- Recorded data

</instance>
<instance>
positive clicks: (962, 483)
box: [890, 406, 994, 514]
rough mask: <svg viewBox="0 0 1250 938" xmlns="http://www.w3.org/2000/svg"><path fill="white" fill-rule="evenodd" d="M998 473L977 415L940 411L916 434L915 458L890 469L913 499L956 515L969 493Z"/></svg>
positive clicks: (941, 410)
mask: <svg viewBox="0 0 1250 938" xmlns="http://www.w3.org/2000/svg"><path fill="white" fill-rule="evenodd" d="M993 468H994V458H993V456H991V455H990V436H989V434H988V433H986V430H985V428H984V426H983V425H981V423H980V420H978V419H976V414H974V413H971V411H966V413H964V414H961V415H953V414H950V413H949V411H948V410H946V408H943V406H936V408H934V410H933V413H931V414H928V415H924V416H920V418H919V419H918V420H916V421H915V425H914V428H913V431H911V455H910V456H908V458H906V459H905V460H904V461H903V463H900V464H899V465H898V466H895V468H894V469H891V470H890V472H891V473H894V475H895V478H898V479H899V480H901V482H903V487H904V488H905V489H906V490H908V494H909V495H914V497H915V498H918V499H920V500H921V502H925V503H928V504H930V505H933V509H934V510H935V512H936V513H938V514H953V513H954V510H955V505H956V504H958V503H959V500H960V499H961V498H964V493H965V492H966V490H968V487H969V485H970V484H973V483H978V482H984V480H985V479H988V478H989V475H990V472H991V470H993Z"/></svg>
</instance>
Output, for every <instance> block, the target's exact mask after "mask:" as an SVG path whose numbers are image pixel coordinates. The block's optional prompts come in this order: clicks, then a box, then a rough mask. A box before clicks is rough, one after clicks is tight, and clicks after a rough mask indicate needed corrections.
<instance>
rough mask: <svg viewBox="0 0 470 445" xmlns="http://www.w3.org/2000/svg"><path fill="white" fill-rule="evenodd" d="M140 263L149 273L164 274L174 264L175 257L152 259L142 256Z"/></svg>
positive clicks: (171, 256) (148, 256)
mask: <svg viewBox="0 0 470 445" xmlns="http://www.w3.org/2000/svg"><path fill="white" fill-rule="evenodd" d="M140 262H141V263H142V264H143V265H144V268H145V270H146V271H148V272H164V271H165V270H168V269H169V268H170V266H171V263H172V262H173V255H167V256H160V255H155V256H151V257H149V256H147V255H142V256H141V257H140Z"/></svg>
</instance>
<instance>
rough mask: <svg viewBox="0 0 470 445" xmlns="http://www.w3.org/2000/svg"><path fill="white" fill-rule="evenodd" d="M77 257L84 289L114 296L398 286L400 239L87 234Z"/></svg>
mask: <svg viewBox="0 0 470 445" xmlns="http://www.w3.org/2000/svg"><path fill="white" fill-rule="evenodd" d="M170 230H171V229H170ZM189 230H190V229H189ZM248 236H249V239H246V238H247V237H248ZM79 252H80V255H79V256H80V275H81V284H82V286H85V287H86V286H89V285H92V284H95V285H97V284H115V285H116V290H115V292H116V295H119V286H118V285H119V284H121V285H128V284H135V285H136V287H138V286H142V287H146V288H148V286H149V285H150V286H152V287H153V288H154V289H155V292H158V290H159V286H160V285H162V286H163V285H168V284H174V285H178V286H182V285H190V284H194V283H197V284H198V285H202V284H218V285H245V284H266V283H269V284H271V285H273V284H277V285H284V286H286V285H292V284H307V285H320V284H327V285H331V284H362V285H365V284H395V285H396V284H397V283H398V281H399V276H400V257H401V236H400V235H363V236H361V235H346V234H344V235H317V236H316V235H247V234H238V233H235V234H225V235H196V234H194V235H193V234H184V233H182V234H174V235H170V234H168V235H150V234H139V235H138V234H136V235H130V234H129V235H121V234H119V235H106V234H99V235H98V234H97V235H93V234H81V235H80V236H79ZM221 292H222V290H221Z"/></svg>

- Exercise aim
Edit the records from the line that contains "473L977 415L940 411L916" through the line that contains "positive clicks: (941, 410)", replacing "rough mask" with "coarse mask" and keeping everything else unchanged. Return only those lines.

- Response
coarse mask: <svg viewBox="0 0 1250 938" xmlns="http://www.w3.org/2000/svg"><path fill="white" fill-rule="evenodd" d="M998 473L977 415L940 411L916 434L915 458L890 469L913 499L956 515L969 493Z"/></svg>
positive clicks: (941, 410)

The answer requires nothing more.